**SOURCE PASSAGE**

<<<<

Popular was the monthly “Ambassador Series,” a Friday night dinner with a guest speaker from another country on Jewish communities there and cuisine of that country prepared by the Sisterhood, the couple said.
Founded in 1947, the fledgling Northeast Hebrew held services in a church annex and theater, with Sunday school in a restaurant before it began a series of moves that culminated in constructing the Hyattsville synagogue, according to its history. Many affiliated with it had moved to that area by the late 1960s, before and after the violence in Washington following the assassination of the Rev. Martin Luther King Jr.
Warsaw’s father was a Northeast Hebrew founder. She remembers the early congregation this way: “It was like family.” She loved being costumed for Purim there.
“I was the first bat mitzvah in the synagogue,” Warsaw, now 79, said, recalling it was a Friday night, probably in 1954 when the congregation was in a house but building its first synagogue. Although she did not read from the Torah or chant a haftarah — that was then for bar mitzvah boys on Shabbat morning — “I ran the service.”

>>>>

**TASK OBJECTIVE**
Transcribe the passage about the Northeast Hebrew congregation between "Founded in 1947, the" and "Luther King Jr.", inclusive.

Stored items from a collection

<<<<

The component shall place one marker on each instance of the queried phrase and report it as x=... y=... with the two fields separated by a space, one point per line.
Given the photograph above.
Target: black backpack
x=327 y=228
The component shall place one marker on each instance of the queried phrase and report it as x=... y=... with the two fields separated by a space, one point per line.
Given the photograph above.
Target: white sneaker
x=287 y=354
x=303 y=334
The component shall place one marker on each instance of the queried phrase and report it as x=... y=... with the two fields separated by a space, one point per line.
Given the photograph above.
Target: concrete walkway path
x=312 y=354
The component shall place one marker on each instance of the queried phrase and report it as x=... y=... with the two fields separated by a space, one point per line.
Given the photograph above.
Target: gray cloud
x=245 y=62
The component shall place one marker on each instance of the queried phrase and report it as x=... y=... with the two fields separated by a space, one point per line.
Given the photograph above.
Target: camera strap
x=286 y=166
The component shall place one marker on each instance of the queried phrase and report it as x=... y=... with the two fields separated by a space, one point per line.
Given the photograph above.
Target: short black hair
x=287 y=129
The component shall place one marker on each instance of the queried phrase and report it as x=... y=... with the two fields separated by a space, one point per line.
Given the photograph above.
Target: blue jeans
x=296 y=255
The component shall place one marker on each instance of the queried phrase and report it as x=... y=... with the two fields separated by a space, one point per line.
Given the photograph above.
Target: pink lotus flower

>>>>

**EXERCISE OUTPUT**
Founded in 1947, the fledgling Northeast Hebrew held services in a church annex and theater, with Sunday school in a restaurant before it began a series of moves that culminated in constructing the Hyattsville synagogue, according to its history. Many affiliated with it had moved to that area by the late 1960s, before and after the violence in Washington following the assassination of the Rev. Martin Luther King Jr.